WHAT IS NEEDED: Make an exact copy of the entries that come next.

Natural language region descriptions:
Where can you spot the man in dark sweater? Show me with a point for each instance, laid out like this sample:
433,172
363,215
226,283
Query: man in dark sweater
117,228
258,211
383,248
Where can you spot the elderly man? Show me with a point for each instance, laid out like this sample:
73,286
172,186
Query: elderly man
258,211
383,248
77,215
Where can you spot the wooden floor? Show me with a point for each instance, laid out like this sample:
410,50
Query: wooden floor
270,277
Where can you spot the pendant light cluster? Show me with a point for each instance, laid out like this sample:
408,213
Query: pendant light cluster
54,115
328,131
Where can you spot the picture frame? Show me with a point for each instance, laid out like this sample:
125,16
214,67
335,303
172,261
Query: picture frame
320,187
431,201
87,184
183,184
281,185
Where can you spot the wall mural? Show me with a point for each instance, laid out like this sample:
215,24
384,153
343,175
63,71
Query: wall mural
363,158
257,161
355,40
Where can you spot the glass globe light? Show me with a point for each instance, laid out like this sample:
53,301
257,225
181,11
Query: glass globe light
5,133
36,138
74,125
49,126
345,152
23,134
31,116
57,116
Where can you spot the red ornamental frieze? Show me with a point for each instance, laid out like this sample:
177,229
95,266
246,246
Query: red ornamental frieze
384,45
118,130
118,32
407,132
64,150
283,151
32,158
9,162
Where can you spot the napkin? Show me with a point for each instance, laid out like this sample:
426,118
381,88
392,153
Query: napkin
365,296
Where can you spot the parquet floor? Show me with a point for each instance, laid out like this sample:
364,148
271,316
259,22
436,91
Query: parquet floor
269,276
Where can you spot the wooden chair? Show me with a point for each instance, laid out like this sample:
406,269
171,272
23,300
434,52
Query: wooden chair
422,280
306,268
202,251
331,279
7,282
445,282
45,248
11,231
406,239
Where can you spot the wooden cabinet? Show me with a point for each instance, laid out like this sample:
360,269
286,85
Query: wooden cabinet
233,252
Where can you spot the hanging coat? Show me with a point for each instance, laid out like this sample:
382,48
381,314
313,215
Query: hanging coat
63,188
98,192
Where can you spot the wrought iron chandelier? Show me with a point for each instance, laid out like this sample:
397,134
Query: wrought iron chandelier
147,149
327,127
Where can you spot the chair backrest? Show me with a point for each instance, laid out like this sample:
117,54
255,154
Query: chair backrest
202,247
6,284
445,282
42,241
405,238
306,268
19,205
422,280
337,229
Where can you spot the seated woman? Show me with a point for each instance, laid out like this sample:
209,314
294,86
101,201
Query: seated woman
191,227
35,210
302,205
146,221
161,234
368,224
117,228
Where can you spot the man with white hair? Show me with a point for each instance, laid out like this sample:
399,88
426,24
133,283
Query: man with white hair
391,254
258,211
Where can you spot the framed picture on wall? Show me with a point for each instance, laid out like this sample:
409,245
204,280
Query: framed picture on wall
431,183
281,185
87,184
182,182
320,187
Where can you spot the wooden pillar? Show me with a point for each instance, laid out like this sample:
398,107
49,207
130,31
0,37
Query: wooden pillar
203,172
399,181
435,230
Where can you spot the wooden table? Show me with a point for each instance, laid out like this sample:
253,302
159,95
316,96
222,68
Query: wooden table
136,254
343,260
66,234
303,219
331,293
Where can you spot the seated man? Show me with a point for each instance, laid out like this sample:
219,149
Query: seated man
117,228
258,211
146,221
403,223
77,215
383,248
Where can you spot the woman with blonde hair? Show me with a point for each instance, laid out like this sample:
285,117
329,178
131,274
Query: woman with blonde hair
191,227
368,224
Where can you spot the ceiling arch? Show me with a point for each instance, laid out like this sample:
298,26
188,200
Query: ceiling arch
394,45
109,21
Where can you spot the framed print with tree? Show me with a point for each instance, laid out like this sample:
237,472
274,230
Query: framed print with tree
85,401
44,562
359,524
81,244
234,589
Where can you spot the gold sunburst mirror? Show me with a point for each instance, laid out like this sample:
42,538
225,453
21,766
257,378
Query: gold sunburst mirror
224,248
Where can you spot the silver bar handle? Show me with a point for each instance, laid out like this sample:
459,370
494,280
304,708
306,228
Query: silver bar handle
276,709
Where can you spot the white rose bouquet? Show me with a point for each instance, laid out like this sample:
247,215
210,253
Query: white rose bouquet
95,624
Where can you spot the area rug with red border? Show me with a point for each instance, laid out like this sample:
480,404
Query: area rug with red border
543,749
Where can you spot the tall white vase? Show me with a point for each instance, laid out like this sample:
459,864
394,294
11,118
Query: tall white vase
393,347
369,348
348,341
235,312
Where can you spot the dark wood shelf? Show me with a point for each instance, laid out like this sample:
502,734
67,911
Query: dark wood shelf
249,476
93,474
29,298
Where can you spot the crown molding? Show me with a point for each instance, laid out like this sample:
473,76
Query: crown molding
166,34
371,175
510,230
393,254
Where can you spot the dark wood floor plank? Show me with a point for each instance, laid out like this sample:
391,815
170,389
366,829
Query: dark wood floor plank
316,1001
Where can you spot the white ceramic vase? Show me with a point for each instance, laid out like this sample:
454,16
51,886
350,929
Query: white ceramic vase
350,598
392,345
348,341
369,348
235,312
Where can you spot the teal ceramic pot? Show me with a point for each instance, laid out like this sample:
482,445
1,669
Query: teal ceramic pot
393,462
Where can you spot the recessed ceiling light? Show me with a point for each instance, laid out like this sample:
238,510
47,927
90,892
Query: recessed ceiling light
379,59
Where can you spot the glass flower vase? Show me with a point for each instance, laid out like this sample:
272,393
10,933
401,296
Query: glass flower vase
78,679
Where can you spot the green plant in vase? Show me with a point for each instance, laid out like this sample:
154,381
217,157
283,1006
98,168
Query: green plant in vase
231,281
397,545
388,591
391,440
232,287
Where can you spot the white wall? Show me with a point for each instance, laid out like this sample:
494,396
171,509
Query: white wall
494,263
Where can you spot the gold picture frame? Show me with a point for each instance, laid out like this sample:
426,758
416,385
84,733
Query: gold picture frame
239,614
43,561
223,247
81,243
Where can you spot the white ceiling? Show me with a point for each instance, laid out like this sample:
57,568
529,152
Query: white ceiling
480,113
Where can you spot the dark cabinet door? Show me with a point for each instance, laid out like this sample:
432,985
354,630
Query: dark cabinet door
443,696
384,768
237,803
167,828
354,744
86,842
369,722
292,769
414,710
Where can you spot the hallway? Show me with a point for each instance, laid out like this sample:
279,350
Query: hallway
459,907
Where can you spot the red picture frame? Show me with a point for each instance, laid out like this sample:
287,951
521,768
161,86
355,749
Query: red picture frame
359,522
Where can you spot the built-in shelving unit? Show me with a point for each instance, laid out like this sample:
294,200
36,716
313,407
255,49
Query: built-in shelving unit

SOLVED PROBLEM:
Where can you spot the man in dark sweater? Show me with a point for each instance, laid out like this sample:
433,172
363,215
226,283
Query: man in dark sweater
117,228
258,211
383,248
Where can you spot the elderly man? Show me with a point for each instance, laid out like this sample:
73,286
172,186
Query: elderly man
258,211
383,248
77,215
Where can you spot the wooden floor? Show me with a point for each instance, laid out like this sample:
410,50
Query: wooden floor
270,277
Where can you spot the pendant light cluster? Show me with a point for each instance, laid out like this sample:
408,213
Query: pendant light cluster
54,115
328,131
Where can you spot the picture frame? Show me with a point for each instance, laid out like this sample:
125,16
214,67
335,303
172,261
Query: picture frame
320,187
431,201
87,184
183,184
281,185
Where can you spot the wall mural? Show me with a point for each instance, laid out like this sample:
215,24
384,153
343,175
63,71
Query: wall mural
363,158
257,161
355,40
Where can you spot the glass globe light? Show me with a point for each instance, laid out like this sample:
53,301
257,225
181,11
Query: glass globe light
5,133
36,138
74,125
49,126
345,152
23,134
31,116
57,116
Where can you spot the red ornamental frieze? Show me with a point for each instance, laid out like this sample:
177,229
95,266
246,246
Query: red ornamental frieze
384,45
118,130
118,32
407,132
64,150
283,151
32,158
9,162
Where can you spot the napkin? Show me with a point for each instance, laid out like this sample:
426,118
381,88
392,153
Query: napkin
365,296
Where can you spot the parquet floor? Show me with a point for each instance, laid out like this sample:
364,148
271,316
259,22
436,91
Query: parquet floor
269,276
Where can you spot the wooden chair? Show me with a point for each instance, laid out like this sample:
406,269
171,272
23,300
434,52
Query: wooden chair
422,280
306,268
202,251
331,279
7,282
445,282
45,248
11,231
406,239
Where can you spot the wooden cabinet? Show me with a point for each instance, laid out like this sample:
360,269
286,85
Query: wooden cabinet
233,252
Where can you spot the hanging coat? Show me with a point for each instance, laid out like this sample:
382,48
381,314
313,215
Query: hanging coat
63,188
98,192
Where can you spot the wrought iron chandelier? Show me with a point for each instance, laid out like this sample:
397,134
Query: wrought iron chandelier
147,149
327,127
Where can you spot the chair backrest? Show me with a point for each instance, laid out like this sample:
117,54
255,154
Query: chair backrest
202,247
6,284
445,282
42,241
405,238
306,268
19,205
422,280
337,229
Where can you spot the seated woman? Show me with a point for each instance, laid out like this sample:
209,314
294,86
101,201
Query: seated woman
191,227
35,210
302,205
146,221
161,234
368,224
117,228
Where can you spot the man with white hair? Show me with a point for each instance, laid out like this sample:
399,88
426,24
133,283
Query: man with white hair
391,254
258,211
Where can you spot the framed picture on wall? Show me with a point for each instance, laid out like this sample:
409,245
204,280
Query: framed picture on wall
431,183
281,185
87,184
182,182
320,187
Where can you spot the wooden pillar? Show me with a point for each instance, laid out like this sample:
398,107
49,207
130,31
0,37
Query: wooden pillar
203,172
399,181
435,230
Where can you spot the wooden table? Show me with a point for each instance, laid out like this sample:
253,302
159,95
316,96
222,68
Query: wooden table
136,254
343,260
66,234
303,219
331,293
Where can you spot the seated man? Show me with a point for each instance, laid out like this sample:
219,149
Query: seated man
117,228
258,211
146,221
403,223
77,215
383,248
Where can you spot the woman with blonde hair? Show me with a point for each instance, laid out like this sample:
285,117
329,178
131,274
Query: woman with blonde hair
191,227
368,224
Where can you spot the ceiling arch? Show me with a point for each instance, laid out like this sample:
298,26
188,200
Query: ceiling arch
394,45
109,21
Where can you spot the framed print with tree? Show me with a point for each instance, laid out like this sample:
237,472
274,230
Query: framed print with tree
85,401
44,562
359,524
81,244
234,589
Where can you spot the gold sunburst mirror? Show me with a point for each instance, laid out like this sample:
42,538
225,453
21,766
257,378
Query: gold sunburst mirror
224,248
Where can you spot the silver bar handle? Show me with a point for each instance, laid out like this sample:
459,370
494,280
304,708
306,228
Query: silver bar handle
276,709
Where can you spot the white rose bouquet? Show me with a point for each instance, laid out like this sample:
247,215
210,253
Query: white rose bouquet
95,624
Where can you spot the area rug with red border? Show me with a point for each instance, laid out like this sample:
480,404
Query: area rug with red border
543,749
Where can you spot the tall white vase? Show me with a point for each instance, laid out like this sample:
459,864
394,294
11,118
Query: tall white vase
393,347
369,348
348,341
235,312
Where can you spot the dark wood shelf? Show me with a point for each instance, laid out like this sample:
502,734
67,911
Query: dark wood shelf
249,476
93,474
29,298
Where can you spot the crown molding? Show me with a point for each instance, laid out like this sample:
473,76
Query: crown molding
166,34
371,175
510,230
393,254
Where can you spot the dark wood floor plank? Show me with a point for each instance, laid out like this sample:
391,815
170,389
366,829
Query: dark wood floor plank
316,1001
Where can you spot the white ceramic vase? Show me with a point for each instance, laid out like this sample:
454,16
51,886
350,929
Query: white ceramic vase
350,598
392,345
348,341
369,348
235,312
Where can you spot the teal ceramic pot? Show me with a point for each instance, laid out like this sample:
482,445
1,669
Query: teal ceramic pot
393,462
Where can you spot the recessed ceiling light? Show me with a point for each instance, laid out like this sample:
238,510
47,927
90,892
Query: recessed ceiling light
379,59
Where can you spot the glass flower vase? Show me with a point for each instance, laid out like this sample:
272,393
10,933
401,296
Query: glass flower vase
78,679
Where can you spot the green plant in vase? Show me with a point for each instance, laid out like this sample:
154,381
217,157
283,1006
98,168
Query: green plant in vase
231,281
397,545
388,591
391,440
232,287
Where can you spot the white wall? Show me with a point for each instance, laid out like this sample:
494,396
171,509
Query: white wall
494,263
Where can you spot the gold picture frame? Show me with a point for each instance, laid out like this sample:
426,758
416,385
84,733
Query: gold picture frame
239,614
43,561
223,247
81,243
Where can you spot the white ceiling? Show me with a point for each instance, laid out like this sample:
57,568
529,152
Query: white ceiling
480,113
Where can you spot the dark cabinet door? Show me with a point for each instance, laid out like this sample:
432,985
354,630
Query: dark cabinet door
443,696
384,768
237,803
167,828
354,744
86,842
369,722
292,769
414,710
Where can you spot the hallway? Show me with a point for each instance, laid out like this sample:
279,350
Query: hallway
459,907
Where can you spot the red picture frame? Show me with a point for each instance, laid out like this sample:
287,951
521,768
161,86
355,749
Query: red picture frame
359,522
Where can you spot the built-in shelving unit? Show me with a point for each instance, laid out like this sample:
294,200
36,716
313,407
255,49
Query: built-in shelving unit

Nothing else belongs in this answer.